> **RECORDS PROVIDED**
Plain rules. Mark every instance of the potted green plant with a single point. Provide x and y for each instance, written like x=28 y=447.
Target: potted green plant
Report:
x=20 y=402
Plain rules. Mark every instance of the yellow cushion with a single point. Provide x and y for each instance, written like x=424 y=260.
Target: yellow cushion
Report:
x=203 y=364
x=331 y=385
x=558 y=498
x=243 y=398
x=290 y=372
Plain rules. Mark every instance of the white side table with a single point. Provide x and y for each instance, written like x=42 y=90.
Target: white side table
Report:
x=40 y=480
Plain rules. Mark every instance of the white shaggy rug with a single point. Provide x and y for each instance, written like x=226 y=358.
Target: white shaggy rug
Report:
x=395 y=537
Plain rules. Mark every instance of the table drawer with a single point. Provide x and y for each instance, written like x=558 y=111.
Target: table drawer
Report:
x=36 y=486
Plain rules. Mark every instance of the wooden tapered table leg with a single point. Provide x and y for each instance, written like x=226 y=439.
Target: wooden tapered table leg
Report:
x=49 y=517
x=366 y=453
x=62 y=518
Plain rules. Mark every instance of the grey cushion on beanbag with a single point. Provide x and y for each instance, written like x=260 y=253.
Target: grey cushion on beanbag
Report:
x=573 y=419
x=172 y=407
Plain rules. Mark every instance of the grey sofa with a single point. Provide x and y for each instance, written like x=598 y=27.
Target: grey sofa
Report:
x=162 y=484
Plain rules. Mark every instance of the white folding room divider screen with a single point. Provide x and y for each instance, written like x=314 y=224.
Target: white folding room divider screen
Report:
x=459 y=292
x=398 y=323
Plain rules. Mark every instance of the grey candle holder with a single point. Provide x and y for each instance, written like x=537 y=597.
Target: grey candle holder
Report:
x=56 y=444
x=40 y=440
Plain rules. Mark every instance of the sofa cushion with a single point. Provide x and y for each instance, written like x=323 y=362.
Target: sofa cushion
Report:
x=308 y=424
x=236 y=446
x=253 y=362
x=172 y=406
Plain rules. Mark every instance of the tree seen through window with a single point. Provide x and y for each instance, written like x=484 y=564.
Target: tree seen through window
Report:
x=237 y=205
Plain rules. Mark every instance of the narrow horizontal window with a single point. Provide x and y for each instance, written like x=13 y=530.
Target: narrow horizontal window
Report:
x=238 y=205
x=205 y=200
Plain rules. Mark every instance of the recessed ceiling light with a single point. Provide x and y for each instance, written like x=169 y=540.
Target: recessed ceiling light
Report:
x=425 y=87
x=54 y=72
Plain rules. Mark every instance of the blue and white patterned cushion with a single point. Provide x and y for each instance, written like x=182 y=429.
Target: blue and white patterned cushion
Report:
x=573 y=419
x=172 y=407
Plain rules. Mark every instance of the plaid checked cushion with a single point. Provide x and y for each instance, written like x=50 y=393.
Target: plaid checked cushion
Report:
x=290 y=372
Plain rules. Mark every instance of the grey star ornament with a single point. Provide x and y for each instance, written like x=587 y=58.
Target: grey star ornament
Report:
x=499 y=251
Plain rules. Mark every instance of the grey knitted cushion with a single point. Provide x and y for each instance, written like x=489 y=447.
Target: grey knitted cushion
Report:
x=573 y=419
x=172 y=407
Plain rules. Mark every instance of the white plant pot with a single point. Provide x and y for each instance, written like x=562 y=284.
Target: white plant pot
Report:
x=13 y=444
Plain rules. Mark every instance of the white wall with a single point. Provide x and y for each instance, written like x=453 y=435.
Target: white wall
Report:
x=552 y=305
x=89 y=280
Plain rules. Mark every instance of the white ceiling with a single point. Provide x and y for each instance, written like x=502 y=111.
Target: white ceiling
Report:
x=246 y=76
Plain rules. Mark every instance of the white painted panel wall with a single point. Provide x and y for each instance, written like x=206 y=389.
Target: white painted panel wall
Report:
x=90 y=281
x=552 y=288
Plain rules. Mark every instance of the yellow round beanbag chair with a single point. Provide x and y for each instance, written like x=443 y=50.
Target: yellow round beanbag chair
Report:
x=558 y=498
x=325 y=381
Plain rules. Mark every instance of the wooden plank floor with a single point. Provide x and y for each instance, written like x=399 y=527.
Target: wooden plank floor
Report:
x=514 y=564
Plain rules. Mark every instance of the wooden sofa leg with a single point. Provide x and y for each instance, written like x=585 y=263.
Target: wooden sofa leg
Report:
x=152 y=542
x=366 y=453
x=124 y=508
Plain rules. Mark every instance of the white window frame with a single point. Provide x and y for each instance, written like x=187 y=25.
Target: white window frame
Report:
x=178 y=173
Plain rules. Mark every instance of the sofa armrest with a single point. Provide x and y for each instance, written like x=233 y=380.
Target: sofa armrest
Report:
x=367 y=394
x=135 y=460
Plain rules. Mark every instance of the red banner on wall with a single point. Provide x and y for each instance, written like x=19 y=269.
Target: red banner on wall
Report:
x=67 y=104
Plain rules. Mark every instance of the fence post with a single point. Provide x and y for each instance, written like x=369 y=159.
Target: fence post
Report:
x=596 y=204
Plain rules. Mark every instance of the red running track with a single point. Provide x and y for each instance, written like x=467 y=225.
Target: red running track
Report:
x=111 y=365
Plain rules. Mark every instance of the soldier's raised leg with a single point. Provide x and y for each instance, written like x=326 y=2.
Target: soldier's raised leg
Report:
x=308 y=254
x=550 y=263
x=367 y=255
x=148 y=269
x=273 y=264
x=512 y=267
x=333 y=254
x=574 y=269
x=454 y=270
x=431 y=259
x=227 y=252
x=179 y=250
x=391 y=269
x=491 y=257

> **TASK GOAL**
Please copy all of the data above word for word, with no changes.

> **ANSWER TO THIS PROBLEM**
Plain rules. Mark every instance of the potted green plant with a single point. Provide x and y for each instance, written like x=28 y=447.
Target: potted green plant
Report:
x=20 y=402
Plain rules. Mark every instance of the yellow cushion with a single point. Provide x and y for each instance, written like x=424 y=260.
Target: yellow cushion
Report:
x=203 y=364
x=331 y=385
x=558 y=498
x=243 y=398
x=290 y=372
Plain rules. Mark every instance of the white side table with a single point. Provide x and y for each instance, written like x=42 y=90.
Target: white side table
Report:
x=40 y=480
Plain rules. Mark every instance of the white shaggy rug with a single point. Provide x and y for each instance, written like x=226 y=358.
Target: white shaggy rug
Report:
x=395 y=537
Plain rules. Mark every instance of the table drawer with a single point. Provide x and y for each instance, written like x=558 y=111.
Target: table drawer
Report:
x=36 y=486
Plain rules. Mark every instance of the wooden tapered table leg with a single point. Provide x and y for each instance, written like x=226 y=439.
Target: wooden tapered table leg
Report:
x=49 y=517
x=366 y=453
x=62 y=518
Plain rules. Mark every instance of the grey cushion on beanbag with a single point. Provide x and y for each instance, written like x=260 y=253.
Target: grey cushion on beanbag
Report:
x=573 y=419
x=172 y=407
Plain rules. Mark every instance of the grey sofa with a single point. Provide x and y for each instance, written like x=598 y=27.
Target: grey sofa
Report:
x=162 y=484
Plain rules. Mark every instance of the white folding room divider screen with a single point. Provide x and y for each instance, written like x=314 y=224.
Target: white folding room divider screen
Report:
x=459 y=292
x=398 y=323
Plain rules. Mark every instance of the grey candle holder with a single point. Provide x and y for each instance, written like x=537 y=597.
Target: grey candle holder
Report:
x=56 y=444
x=40 y=440
Plain rules. Mark every instance of the sofa cushion with a single point. Provide x and y for each instance, written like x=323 y=362.
Target: sofa cushion
Report:
x=308 y=424
x=236 y=446
x=253 y=362
x=172 y=406
Plain rules. Mark every instance of the tree seen through window with a single point. Provide x and y for each instance, written like x=484 y=564.
Target: tree seen through window
Report:
x=237 y=205
Plain rules. Mark every instance of the narrow horizontal window with a single point. Provide x and y for each instance, written like x=13 y=530.
Target: narrow horizontal window
Report:
x=238 y=205
x=205 y=200
Plain rules. Mark every instance of the recessed ceiling light with a single point. Provide x and y for each instance, written like x=169 y=540.
Target: recessed ceiling light
Report:
x=425 y=87
x=54 y=72
Plain rules. Mark every instance of the blue and white patterned cushion with a single point. Provide x and y for each instance, written like x=182 y=429.
Target: blue and white patterned cushion
Report:
x=573 y=419
x=172 y=407
Plain rules. Mark every instance of the plaid checked cushion with a single point. Provide x and y for each instance, written like x=50 y=393.
Target: plaid checked cushion
Report:
x=290 y=372
Plain rules. Mark every instance of the grey star ornament with a single point. Provide x and y for each instance, written like x=587 y=58.
Target: grey star ornament
Report:
x=499 y=251
Plain rules. Mark every instance of the grey knitted cushion with a single point. Provide x and y for each instance, written like x=489 y=447.
Target: grey knitted cushion
Report:
x=573 y=419
x=172 y=407
Plain rules. Mark every instance of the white plant pot with a single point. Provide x and y for each instance, written like x=562 y=284.
Target: white plant pot
Report:
x=13 y=444
Plain rules. Mark every instance of the white wall with a single point. Provide x and y for each instance, written like x=453 y=435.
Target: white wall
Report:
x=552 y=305
x=89 y=280
Plain rules. Mark every instance of the white ceiling with a single point. Provide x and y for each instance, written like x=502 y=111.
Target: white ceiling
Report:
x=246 y=76
Plain rules. Mark every instance of the white painted panel wall with a single point. Provide x and y for each instance, written like x=206 y=389.
Target: white painted panel wall
Report:
x=90 y=281
x=552 y=288
Plain rules. Mark every instance of the yellow round beanbag chair with a single point. Provide x and y for each instance, written like x=443 y=50.
Target: yellow round beanbag chair
Report:
x=558 y=498
x=325 y=381
Plain rules. Mark every instance of the wooden plank floor with a single point. Provide x and y for each instance, written like x=399 y=527.
Target: wooden plank floor
Report:
x=514 y=564
Plain rules. Mark every instance of the wooden sofa leg with a single point. Provide x and y for each instance, written like x=585 y=263.
Target: wooden sofa leg
Report:
x=152 y=542
x=366 y=453
x=124 y=508
Plain rules. Mark every instance of the white window frame with a single point. Provide x and y for each instance, written like x=187 y=25.
Target: white window frame
Report:
x=178 y=173
Plain rules. Mark every instance of the sofa armrest with a single point. Provide x and y for each instance, written like x=233 y=380.
Target: sofa armrest
Report:
x=367 y=394
x=135 y=460
Plain rules. Mark every instance of the red banner on wall with a single point. Provide x and y for each instance, written like x=19 y=269.
Target: red banner on wall
Report:
x=67 y=104
Plain rules. Mark every instance of the fence post with a single point. Provide x and y for each instance, written like x=369 y=159.
Target: fence post
Report:
x=596 y=204
Plain rules. Mark every instance of the red running track with a single point. Provide x and y for each instance, written like x=467 y=225.
Target: red running track
Report:
x=111 y=365
Plain rules. Mark every instance of the soldier's raised leg with a single point. Provide x and y for each instance, written like x=326 y=2.
Target: soldier's raised leg
Report:
x=308 y=254
x=550 y=263
x=367 y=255
x=148 y=269
x=273 y=264
x=512 y=267
x=333 y=254
x=574 y=269
x=454 y=270
x=431 y=259
x=227 y=252
x=179 y=250
x=391 y=269
x=491 y=257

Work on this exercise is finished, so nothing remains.